ВЫБРАННЫЙ ТЕКСТ:
----
Интересно, что Константин Карев из повести «Яр» (1916) Есенина, покинувший навсегда свою законную супругу Анну и пожелавший с течением времени взять в жены Лимпиаду, не выглядит изменником и отступником от данного перед Богом и людьми брачного обязательства. Между тем, такое поведение было прямо осуждено в «Своде законов гражданских» (1914) и подлежало суровому наказанию: «Виновный же в оставлении супруга или супруги и во вступлении в новый брак при существовании первого, буде не получит согласия оставленного лица возвратиться к первому браку и разрешения на то духовного начальства, осуждается на всегдашнее безбрачие. Сему же подвергается и лицо, оставившее супруга или супругу и более пяти лет скрывающееся в неизвестности» (ст. 41, курсив документа; 5 февраля 1850). Если к Кареву применить законные меры, то его не спасла бы имитация собственной гибели в весеннем половодье. Конечно, Карев мог надеяться на желание Анны развестись с ним по причине его безвестного исчезновения – согласно установления «Свода законов гражданских» (1914): «Брак может быть расторгнут только формальным духовным судом, по просьбе одного из супругов:…3) в случае безвестного отсутствия другого супруга» (ст. 45; 27 марта 1841 и др.).[105]
Зато если бы Карев примерил к себе законы военного времени (а ведь тогда шла Русско-японская война, не отраженная в повести), он мог бы рассчитывать на новое супружество: «Сие <наказание> однако же не касается нижних чинов военного ведомства, бывших и более пяти лет в плену или в безвестной отлучке на войне: им не возбраняется, по возвращении, вступать в новое супружество, если прежний брак их уже расторгнут» (ст. 41, курсив документа).[106] Однако Есенин не учел в своей художественной практике этого военного оправдания; очевидно, он ориентировался на сугубо крестьянские примеры нарушения брачных обязательств, о которых он мог слышать от односельчан.
----
ИСХОДНЫЕ ДАННЫЕ:
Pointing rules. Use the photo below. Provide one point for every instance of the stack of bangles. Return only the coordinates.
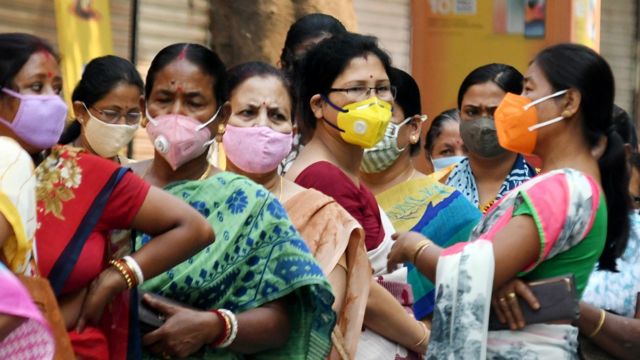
(230, 331)
(130, 271)
(422, 246)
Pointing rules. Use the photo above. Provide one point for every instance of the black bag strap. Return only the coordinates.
(67, 261)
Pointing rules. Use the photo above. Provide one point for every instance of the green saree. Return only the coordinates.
(257, 257)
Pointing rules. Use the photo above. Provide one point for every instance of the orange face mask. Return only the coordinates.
(517, 121)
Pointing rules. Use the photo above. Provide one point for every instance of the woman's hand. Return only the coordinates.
(403, 249)
(101, 291)
(184, 332)
(505, 303)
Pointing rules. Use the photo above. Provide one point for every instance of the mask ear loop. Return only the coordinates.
(213, 118)
(548, 122)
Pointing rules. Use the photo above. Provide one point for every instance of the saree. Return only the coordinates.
(257, 257)
(463, 180)
(332, 236)
(570, 216)
(17, 205)
(32, 339)
(68, 182)
(438, 212)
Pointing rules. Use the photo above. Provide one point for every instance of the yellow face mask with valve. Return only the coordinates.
(362, 123)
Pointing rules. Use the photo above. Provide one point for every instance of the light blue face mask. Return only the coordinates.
(441, 163)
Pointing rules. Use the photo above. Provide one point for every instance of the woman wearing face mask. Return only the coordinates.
(108, 104)
(80, 199)
(346, 97)
(490, 170)
(411, 200)
(304, 34)
(258, 291)
(443, 145)
(554, 224)
(258, 132)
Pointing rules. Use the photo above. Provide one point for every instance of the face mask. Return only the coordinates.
(107, 139)
(445, 162)
(479, 136)
(179, 138)
(39, 120)
(257, 149)
(517, 120)
(383, 154)
(362, 123)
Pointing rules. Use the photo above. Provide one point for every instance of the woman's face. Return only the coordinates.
(182, 88)
(261, 101)
(355, 83)
(40, 75)
(481, 100)
(122, 105)
(448, 143)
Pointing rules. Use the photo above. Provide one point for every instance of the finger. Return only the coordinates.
(160, 305)
(524, 292)
(514, 305)
(504, 305)
(153, 337)
(498, 311)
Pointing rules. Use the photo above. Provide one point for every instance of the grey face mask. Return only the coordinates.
(480, 137)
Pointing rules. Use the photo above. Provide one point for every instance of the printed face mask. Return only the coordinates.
(256, 149)
(362, 123)
(445, 162)
(383, 154)
(39, 120)
(479, 136)
(107, 139)
(179, 139)
(517, 121)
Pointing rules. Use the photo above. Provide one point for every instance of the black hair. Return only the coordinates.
(326, 61)
(623, 125)
(407, 97)
(307, 27)
(436, 128)
(240, 73)
(100, 76)
(204, 58)
(572, 66)
(505, 76)
(15, 51)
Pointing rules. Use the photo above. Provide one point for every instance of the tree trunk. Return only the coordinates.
(255, 30)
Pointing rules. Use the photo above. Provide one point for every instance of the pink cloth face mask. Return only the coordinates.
(178, 138)
(39, 120)
(257, 149)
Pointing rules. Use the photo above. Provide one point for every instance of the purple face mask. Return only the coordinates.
(39, 120)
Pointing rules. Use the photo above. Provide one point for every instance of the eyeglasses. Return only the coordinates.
(384, 92)
(112, 116)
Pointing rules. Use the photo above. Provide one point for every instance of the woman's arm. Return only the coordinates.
(385, 316)
(186, 331)
(619, 335)
(178, 233)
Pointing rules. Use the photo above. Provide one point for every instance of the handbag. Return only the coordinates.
(558, 301)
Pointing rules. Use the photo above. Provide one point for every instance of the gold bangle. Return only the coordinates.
(603, 315)
(425, 336)
(422, 245)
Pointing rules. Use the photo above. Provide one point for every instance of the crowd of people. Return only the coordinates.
(319, 238)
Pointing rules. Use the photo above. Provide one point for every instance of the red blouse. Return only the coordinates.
(54, 233)
(359, 202)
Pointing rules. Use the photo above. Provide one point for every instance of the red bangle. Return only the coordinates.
(226, 329)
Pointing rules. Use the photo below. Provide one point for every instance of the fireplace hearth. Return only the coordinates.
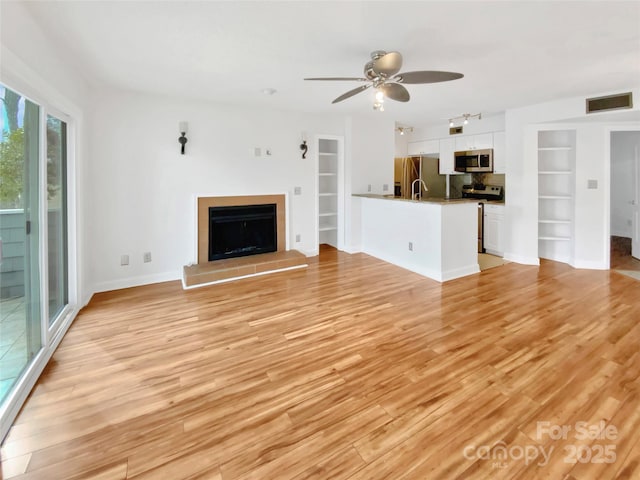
(241, 230)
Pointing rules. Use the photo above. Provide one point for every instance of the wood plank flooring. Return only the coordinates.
(349, 369)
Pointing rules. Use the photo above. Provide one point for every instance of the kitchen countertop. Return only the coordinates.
(433, 200)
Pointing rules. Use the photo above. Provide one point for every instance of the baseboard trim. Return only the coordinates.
(521, 259)
(137, 281)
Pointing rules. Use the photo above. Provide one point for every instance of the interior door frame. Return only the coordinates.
(630, 127)
(635, 219)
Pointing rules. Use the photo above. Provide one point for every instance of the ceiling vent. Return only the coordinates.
(610, 102)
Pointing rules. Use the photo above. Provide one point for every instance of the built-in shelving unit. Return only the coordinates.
(556, 182)
(329, 189)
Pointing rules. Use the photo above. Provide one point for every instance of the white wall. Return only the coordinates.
(143, 191)
(622, 182)
(369, 153)
(371, 149)
(592, 156)
(32, 67)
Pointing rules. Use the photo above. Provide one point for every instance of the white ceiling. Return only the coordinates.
(512, 53)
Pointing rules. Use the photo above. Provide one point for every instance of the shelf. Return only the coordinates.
(562, 222)
(555, 239)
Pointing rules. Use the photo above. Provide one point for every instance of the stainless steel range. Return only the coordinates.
(482, 192)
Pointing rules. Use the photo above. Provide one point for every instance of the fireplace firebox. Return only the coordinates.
(237, 231)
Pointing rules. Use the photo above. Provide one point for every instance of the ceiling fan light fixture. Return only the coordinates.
(382, 73)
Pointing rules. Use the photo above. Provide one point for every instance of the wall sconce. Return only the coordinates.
(465, 118)
(404, 130)
(182, 128)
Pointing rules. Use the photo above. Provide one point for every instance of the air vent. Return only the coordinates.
(610, 102)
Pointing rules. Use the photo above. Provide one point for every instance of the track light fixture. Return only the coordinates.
(465, 118)
(404, 130)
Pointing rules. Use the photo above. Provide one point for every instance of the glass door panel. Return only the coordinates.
(20, 314)
(57, 259)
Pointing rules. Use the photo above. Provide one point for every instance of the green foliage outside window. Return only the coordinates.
(12, 169)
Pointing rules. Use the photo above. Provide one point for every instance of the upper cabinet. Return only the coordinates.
(425, 147)
(446, 165)
(499, 153)
(444, 149)
(474, 142)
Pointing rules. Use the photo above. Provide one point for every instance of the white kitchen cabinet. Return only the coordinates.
(447, 165)
(424, 147)
(474, 142)
(493, 229)
(499, 153)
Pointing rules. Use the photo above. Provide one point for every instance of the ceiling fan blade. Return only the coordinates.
(395, 91)
(351, 93)
(339, 78)
(426, 76)
(389, 64)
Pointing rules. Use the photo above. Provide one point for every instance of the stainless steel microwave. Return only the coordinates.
(474, 161)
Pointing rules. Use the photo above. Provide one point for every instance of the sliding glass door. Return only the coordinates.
(57, 256)
(20, 292)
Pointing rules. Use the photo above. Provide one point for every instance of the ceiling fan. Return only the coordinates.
(381, 73)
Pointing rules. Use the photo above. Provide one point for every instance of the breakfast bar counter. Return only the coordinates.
(435, 237)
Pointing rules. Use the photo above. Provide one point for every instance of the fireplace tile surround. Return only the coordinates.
(206, 272)
(203, 218)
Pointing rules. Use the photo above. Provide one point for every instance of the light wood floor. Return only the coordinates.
(350, 369)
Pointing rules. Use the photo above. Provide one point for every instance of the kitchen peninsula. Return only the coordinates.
(436, 238)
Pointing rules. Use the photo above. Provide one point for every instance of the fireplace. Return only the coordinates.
(240, 230)
(206, 204)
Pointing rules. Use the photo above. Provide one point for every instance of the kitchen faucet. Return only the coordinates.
(417, 195)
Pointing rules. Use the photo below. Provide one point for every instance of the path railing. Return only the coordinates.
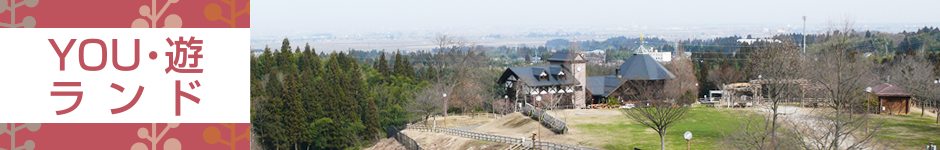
(407, 142)
(498, 138)
(556, 125)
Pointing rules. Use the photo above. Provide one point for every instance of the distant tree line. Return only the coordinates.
(302, 100)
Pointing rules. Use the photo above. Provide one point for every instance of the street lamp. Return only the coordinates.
(445, 110)
(688, 140)
(539, 103)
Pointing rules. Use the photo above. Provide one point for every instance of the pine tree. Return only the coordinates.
(431, 74)
(382, 64)
(295, 115)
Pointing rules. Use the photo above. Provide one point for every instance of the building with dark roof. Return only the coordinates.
(891, 99)
(566, 75)
(563, 78)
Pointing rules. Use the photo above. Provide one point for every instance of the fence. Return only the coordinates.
(497, 138)
(407, 142)
(556, 125)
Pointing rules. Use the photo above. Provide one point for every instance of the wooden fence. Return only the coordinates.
(407, 142)
(498, 138)
(556, 125)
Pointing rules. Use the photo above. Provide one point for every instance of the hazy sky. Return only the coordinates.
(324, 16)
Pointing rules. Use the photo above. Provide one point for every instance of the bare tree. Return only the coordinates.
(683, 87)
(841, 73)
(778, 66)
(456, 70)
(427, 102)
(723, 75)
(753, 132)
(660, 114)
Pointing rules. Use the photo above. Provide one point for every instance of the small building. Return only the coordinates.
(564, 76)
(639, 68)
(891, 99)
(656, 54)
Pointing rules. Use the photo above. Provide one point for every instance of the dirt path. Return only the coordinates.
(926, 113)
(804, 116)
(518, 125)
(386, 144)
(432, 140)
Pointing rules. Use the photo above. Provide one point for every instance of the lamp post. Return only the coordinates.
(539, 103)
(507, 98)
(688, 140)
(445, 110)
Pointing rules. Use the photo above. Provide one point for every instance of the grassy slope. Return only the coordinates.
(705, 124)
(910, 131)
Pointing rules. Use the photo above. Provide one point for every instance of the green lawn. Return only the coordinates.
(705, 124)
(910, 131)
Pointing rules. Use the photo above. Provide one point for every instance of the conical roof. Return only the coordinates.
(643, 67)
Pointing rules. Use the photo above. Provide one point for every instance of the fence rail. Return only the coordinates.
(556, 125)
(498, 138)
(407, 142)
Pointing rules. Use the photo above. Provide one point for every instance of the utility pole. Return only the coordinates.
(804, 36)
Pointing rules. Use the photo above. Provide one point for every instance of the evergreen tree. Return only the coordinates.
(382, 64)
(431, 74)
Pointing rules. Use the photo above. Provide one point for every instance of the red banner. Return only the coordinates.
(125, 14)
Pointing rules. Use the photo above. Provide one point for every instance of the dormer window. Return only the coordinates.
(543, 75)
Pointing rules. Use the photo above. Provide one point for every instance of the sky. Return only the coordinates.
(326, 16)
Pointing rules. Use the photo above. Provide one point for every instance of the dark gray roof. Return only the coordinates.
(562, 57)
(602, 85)
(643, 67)
(529, 75)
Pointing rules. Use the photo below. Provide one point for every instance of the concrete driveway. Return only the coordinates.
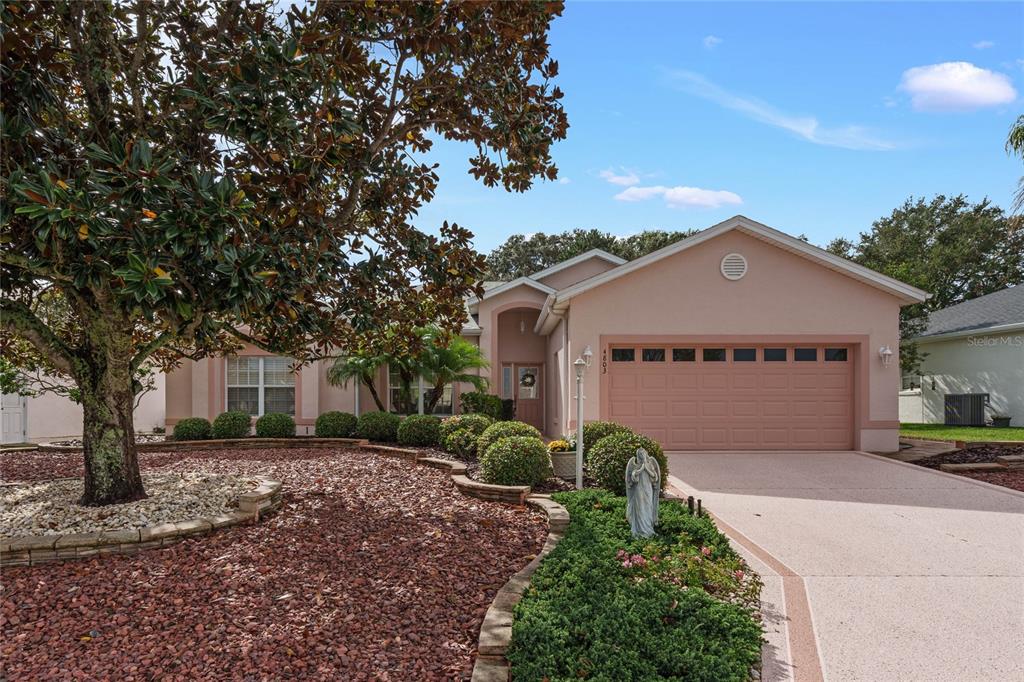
(873, 569)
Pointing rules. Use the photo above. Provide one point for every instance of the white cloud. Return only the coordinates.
(628, 178)
(680, 197)
(807, 127)
(711, 42)
(952, 86)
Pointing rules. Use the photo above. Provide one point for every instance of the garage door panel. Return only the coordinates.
(774, 408)
(684, 409)
(743, 406)
(835, 408)
(714, 381)
(653, 382)
(653, 409)
(715, 409)
(775, 381)
(685, 381)
(623, 382)
(744, 382)
(805, 409)
(805, 381)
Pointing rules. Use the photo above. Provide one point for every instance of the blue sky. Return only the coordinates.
(814, 119)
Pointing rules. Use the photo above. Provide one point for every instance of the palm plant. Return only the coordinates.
(1015, 145)
(361, 369)
(450, 360)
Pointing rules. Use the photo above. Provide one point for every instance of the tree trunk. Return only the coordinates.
(107, 383)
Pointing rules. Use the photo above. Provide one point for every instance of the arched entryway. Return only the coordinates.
(518, 363)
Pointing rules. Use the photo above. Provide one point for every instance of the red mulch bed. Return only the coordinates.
(1013, 478)
(375, 568)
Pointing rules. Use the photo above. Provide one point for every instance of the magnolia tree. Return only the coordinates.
(182, 176)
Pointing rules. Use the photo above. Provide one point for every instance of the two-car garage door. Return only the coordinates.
(727, 396)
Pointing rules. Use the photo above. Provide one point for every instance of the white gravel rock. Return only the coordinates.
(51, 507)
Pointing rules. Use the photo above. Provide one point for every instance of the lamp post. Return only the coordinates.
(581, 367)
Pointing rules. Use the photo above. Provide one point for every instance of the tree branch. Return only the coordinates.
(17, 318)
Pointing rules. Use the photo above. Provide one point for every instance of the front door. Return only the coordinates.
(12, 414)
(528, 394)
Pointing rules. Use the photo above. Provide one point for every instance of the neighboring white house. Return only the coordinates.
(50, 417)
(972, 347)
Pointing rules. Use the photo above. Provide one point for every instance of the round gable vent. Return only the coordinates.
(733, 266)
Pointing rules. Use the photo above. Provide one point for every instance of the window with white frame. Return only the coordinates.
(444, 402)
(260, 385)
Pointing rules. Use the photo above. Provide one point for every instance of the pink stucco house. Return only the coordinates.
(739, 337)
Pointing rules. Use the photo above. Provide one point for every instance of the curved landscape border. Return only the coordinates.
(33, 550)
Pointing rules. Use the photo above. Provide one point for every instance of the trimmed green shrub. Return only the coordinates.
(336, 425)
(504, 430)
(587, 616)
(461, 442)
(193, 428)
(607, 459)
(274, 425)
(230, 425)
(594, 431)
(516, 461)
(420, 430)
(474, 423)
(479, 402)
(378, 426)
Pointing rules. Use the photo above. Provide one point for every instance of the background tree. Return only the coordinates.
(187, 175)
(439, 357)
(521, 255)
(948, 247)
(1015, 145)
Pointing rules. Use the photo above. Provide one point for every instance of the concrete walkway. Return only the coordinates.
(873, 569)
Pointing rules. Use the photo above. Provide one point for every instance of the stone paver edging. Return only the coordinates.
(220, 443)
(33, 550)
(496, 632)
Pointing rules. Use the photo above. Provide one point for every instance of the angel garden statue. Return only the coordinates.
(643, 485)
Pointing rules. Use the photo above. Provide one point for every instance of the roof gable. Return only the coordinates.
(989, 312)
(903, 292)
(569, 262)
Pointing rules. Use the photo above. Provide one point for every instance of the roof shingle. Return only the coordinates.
(995, 309)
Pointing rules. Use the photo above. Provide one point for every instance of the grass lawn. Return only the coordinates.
(971, 433)
(604, 605)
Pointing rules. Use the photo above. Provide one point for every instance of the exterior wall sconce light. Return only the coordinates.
(581, 367)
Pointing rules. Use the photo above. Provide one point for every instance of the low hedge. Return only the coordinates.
(420, 430)
(587, 615)
(594, 431)
(607, 459)
(274, 425)
(378, 426)
(336, 425)
(504, 430)
(474, 423)
(461, 442)
(193, 428)
(516, 461)
(231, 425)
(479, 402)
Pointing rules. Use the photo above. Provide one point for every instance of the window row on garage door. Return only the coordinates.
(719, 396)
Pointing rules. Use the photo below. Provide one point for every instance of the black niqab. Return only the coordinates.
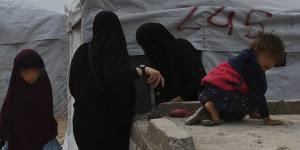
(104, 106)
(175, 58)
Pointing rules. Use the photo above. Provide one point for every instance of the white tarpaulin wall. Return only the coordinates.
(219, 28)
(35, 24)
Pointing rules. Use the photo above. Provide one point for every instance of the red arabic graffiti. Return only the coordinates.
(229, 24)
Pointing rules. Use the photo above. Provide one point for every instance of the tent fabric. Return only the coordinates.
(219, 28)
(40, 26)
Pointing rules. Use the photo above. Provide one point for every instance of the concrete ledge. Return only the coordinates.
(160, 134)
(276, 107)
(284, 107)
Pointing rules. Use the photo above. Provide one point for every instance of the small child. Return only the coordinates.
(237, 87)
(26, 119)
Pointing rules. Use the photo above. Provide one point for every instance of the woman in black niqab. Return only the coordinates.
(175, 58)
(102, 85)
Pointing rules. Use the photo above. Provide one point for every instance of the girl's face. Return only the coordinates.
(265, 61)
(30, 75)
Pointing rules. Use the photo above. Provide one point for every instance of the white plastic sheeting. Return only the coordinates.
(40, 26)
(219, 32)
(214, 29)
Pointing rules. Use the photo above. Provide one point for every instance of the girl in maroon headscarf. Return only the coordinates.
(26, 119)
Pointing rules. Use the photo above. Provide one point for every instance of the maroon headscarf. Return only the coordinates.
(26, 119)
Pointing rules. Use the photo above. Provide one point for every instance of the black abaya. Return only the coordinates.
(175, 58)
(104, 106)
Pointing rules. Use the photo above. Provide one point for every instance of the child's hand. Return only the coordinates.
(271, 122)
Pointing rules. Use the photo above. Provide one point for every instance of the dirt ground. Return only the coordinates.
(62, 127)
(246, 135)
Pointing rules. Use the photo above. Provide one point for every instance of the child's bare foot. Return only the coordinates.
(254, 115)
(199, 115)
(271, 122)
(212, 110)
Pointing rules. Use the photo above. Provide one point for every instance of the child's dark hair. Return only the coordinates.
(269, 43)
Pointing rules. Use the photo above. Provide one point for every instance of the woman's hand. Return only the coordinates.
(271, 122)
(153, 76)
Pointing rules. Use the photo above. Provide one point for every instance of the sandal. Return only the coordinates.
(199, 115)
(211, 122)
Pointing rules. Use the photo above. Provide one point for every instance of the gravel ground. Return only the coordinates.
(246, 135)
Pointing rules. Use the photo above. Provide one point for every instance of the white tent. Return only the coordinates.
(40, 25)
(218, 28)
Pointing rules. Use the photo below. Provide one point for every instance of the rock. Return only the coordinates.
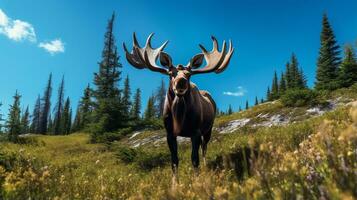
(233, 126)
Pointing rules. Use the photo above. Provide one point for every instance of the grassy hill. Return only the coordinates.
(279, 153)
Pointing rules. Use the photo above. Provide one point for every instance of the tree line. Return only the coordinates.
(104, 108)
----
ЧТО НУЖНО СДЕЛАТЬ:
• A. Объясните в одном-двух предложениях, почему, согласно тексту о повести «Яр», Есенин не учел военного оправдания для нового брака Карева.
• B. Изложите суть текста о повести «Яр» в двух предложениях.
• C. Продолжите текст о повести «Яр» после его последнего предложения.

ОТВЕТЫ ПО ЗАДАНИЯМ:
• A. По мнению автора, Есенин, очевидно, ориентировался на сугубо крестьянские примеры нарушения брачных обязательств, о которых мог слышать от односельчан.

• B. Константин Карев из повести Есенина «Яр» (1916) бросил жену Анну и хотел жениться на Лимпиаде, но не выглядит изменником, хотя «Свод законов гражданских» (1914) карал такой поступок всегдашним безбрачием, а надеяться Карев мог на развод по просьбе Анны из-за его безвестного отсутствия. Если бы он примерил к себе законы военного времени, он мог бы рассчитывать на новое супружество, однако Есенин не учел этого оправдания, очевидно ориентируясь на крестьянские примеры нарушения брачных обязательств.

• C.
Может быть, Лимпиада отравилась не только из-за нежелания покидать Яр и совершенного греха прелюбодеяния, нашедшего бы нравственное и затем законное оправдание в любовном сочетании с предлагавшим ей супружество любимым человеком? Может быть, в ее сознании таилось подспудное предположение о незаконности и невозможности брачного соединения с Каревым, уже ставшим супругом другой женщины?
Что касается не художественного вымысла, а реальной жизни, то из всего обширного и продолжительного свадебного обряда Есенин в третий раз избрал жениховское ухаживание в течение года и первую брачную ночь с Н. Д. Вольпин, о чем та писала:
Весна двадцать первого. Богословский переулок. Я у Есенина.
Смущенное:
– Девушка!
И сразу, на одном дыхании:
– Как же вы стихи писали?[107]
Из есенинского вопроса следует, что поэт выдвигал любовную тематику как особо приуроченную к свадьбе, хронологически послесвадебную, основанную на личном жизненном опыте. Узаконенное Кодексом о браке 1918 г. мужское и женское равноправие Есенин трактовал как «только каждый сам за себя отвечает!».[108] Тем не менее, Есенин открыто признавал Н. Д. Вольпин своей супругой: «Дайте мне посидеть с моей женой!»[109] – говорил он в «Стойле Пегаса» кому-то из приятелей.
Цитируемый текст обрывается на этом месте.